#### Page
Today, our guest is John Spence. I’m very excited to have John here today. John is widely recognized as one of the top business and leadership development experts in the world, and you’re going to understand that as I kind of go through what I’m going to make this a little longer intro than I normally do, but John’s been named on a lot of top lists, which, I’m a big fan of lists. And so at 26 years old, he was actually named, which is what—26, was that like yesterday, John?
Like 32 years ago.
Okay. Well, at 26, he was named one of America’s up and coming young business leaders. He’s been recognized in the top 100 Business thought leaders in America, one of the top 100 Small Business influencers in America, one of the top 50 small business experts in America—and I’m not done—one of the top 500 leadership development experts of the world; the American Management Association named him one of America’s top 50 leaders to watch he’s also been recognized by the highly prestigious Thinker’s 50, as one of the top eight—pretty high up there—in the world, for their Distinguished Achievement Award. I can go on and on about companies you’ve worked with, the books he’s written, but I think we’ll cut it off there. John, welcome to The Unique CPA.

#### Material provided

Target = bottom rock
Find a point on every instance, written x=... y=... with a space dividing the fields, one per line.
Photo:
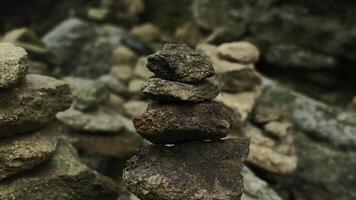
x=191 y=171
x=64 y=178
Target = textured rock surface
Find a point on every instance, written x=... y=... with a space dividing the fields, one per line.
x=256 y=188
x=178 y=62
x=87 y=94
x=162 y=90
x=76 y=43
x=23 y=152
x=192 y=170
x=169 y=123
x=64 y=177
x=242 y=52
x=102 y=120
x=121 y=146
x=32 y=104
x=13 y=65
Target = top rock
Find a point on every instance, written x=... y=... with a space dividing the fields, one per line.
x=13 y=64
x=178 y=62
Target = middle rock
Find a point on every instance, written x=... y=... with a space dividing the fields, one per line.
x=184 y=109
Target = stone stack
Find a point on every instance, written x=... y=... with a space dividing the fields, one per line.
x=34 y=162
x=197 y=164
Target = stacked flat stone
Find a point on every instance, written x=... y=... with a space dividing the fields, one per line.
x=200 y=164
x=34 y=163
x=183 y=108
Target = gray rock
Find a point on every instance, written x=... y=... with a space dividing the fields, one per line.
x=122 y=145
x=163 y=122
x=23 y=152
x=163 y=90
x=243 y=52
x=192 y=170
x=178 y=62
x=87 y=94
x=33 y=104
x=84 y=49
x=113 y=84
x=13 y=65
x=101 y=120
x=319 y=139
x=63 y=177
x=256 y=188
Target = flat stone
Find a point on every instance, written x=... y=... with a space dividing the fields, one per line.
==
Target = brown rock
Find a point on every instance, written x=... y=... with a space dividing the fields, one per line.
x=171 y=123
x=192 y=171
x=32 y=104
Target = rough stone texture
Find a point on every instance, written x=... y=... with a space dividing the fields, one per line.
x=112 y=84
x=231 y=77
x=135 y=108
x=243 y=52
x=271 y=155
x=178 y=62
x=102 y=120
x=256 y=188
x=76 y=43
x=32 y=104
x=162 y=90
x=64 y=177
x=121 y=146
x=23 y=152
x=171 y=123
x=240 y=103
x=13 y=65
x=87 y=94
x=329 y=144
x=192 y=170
---
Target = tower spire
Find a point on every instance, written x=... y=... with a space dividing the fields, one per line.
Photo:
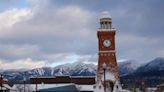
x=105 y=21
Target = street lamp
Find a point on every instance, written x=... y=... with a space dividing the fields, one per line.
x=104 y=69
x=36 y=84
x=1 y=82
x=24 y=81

#### Work to do
1. Revise the introduction of John Spence, giving everything from "Today, our guest" down to "32 years ago." with "lists" replaced by "rankings".
2. According to the introduction of John Spence, at what age was he named one of America's up and coming young business leaders?
The records are separate material and have no connection to the introduction of John Spence.

#### Answers for this exercise
1.
Today, our guest is John Spence. I’m very excited to have John here today. John is widely recognized as one of the top business and leadership development experts in the world, and you’re going to understand that as I kind of go through what I’m going to make this a little longer intro than I normally do, but John’s been named on a lot of top rankings, which, I’m a big fan of rankings. And so at 26 years old, he was actually named, which is what—26, was that like yesterday, John?
Like 32 years ago.

2. He was 26.